Top of Task material

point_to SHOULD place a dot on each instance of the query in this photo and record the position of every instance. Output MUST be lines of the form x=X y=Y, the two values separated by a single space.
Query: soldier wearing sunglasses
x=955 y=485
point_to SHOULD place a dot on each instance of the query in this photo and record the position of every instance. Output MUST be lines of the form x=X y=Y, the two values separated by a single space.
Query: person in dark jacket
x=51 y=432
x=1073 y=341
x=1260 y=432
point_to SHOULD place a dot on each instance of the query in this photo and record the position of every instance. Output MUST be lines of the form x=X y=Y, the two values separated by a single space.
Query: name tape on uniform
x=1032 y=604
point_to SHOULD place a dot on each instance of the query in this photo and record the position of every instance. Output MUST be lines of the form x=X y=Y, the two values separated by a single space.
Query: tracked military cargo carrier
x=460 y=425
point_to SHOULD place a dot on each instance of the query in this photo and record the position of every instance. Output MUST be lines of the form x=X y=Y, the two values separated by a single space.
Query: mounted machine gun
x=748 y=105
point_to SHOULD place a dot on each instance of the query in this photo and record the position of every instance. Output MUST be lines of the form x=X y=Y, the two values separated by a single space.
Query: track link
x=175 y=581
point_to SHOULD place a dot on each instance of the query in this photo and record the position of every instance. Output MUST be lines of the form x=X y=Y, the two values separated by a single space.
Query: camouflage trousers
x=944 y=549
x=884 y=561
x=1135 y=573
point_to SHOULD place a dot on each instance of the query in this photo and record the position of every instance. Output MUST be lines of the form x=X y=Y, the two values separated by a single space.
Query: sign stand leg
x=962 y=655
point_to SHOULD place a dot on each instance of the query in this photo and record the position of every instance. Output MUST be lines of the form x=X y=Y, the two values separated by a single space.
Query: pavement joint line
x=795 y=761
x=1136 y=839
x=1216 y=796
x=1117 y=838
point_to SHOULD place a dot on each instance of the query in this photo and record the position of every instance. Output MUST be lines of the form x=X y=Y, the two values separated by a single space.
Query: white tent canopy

Bottom of Task material

• Activity:
Output an exact copy of each record.

• Task output:
point_to SHOULD place a dot on each instance of the query in this photo and record the position of every instance. Output MUST be lines of the form x=X y=Y, the two values separated by a single space.
Query: soldier wearing sunglasses
x=955 y=485
point_to SHOULD place a dot on each instance of the query in this photo and record the position of every instance. Output MUST be lines of the form x=X y=Y, the two values separated by a single space.
Query: person in dark jacket
x=51 y=432
x=1073 y=341
x=1260 y=432
point_to SHOULD place a dot on each instance of the query in this photo and record the position of every instance. Output MUST be lines of the form x=X y=Y, the two values separated by a single space.
Query: name tape on uniform
x=1032 y=604
point_to SHOULD place a dot on each instance of the query in this photo and record the position of every instance. Output MUST be lines of the form x=X y=Y, the two values separated by a single space.
Query: tracked military cargo carrier
x=460 y=425
point_to SHOULD place a dot on each instance of the query in this photo and record the position of every instance. Output MUST be lines of the form x=X y=Y, the two values separated by a single space.
Query: mounted machine gun
x=748 y=105
point_to SHOULD place a dot on each instance of the query in this photo and record the position of every instance. Output MUST be lines of the form x=X y=Y, the two values separated by a single space.
Query: track link
x=175 y=581
point_to SHOULD place a dot on each instance of the query in this photo and record the position of every instance. Output MUST be lines of the form x=X y=Y, the two values separated by a single space.
Query: camouflage trousers
x=944 y=549
x=884 y=561
x=1135 y=573
point_to SHOULD place a dot on each instance of the query in this photo and record the position of every instance. Output MUST be lines of the form x=X y=Y, the two values separated by a single space.
Query: sign stand leg
x=962 y=655
point_to SHOULD place a dot on each instance of the query in this photo and record the position of every instance. Output MUST be lines of the form x=X y=Y, the two values separated by a single space.
Query: pavement joint line
x=795 y=761
x=1136 y=839
x=1216 y=796
x=1117 y=838
point_to SHOULD place a dot on each instance of the query in this photo and record the position of every instance. Output MUST be lines of the form x=X y=Y, the two values separated by a single space.
Query: white tent canopy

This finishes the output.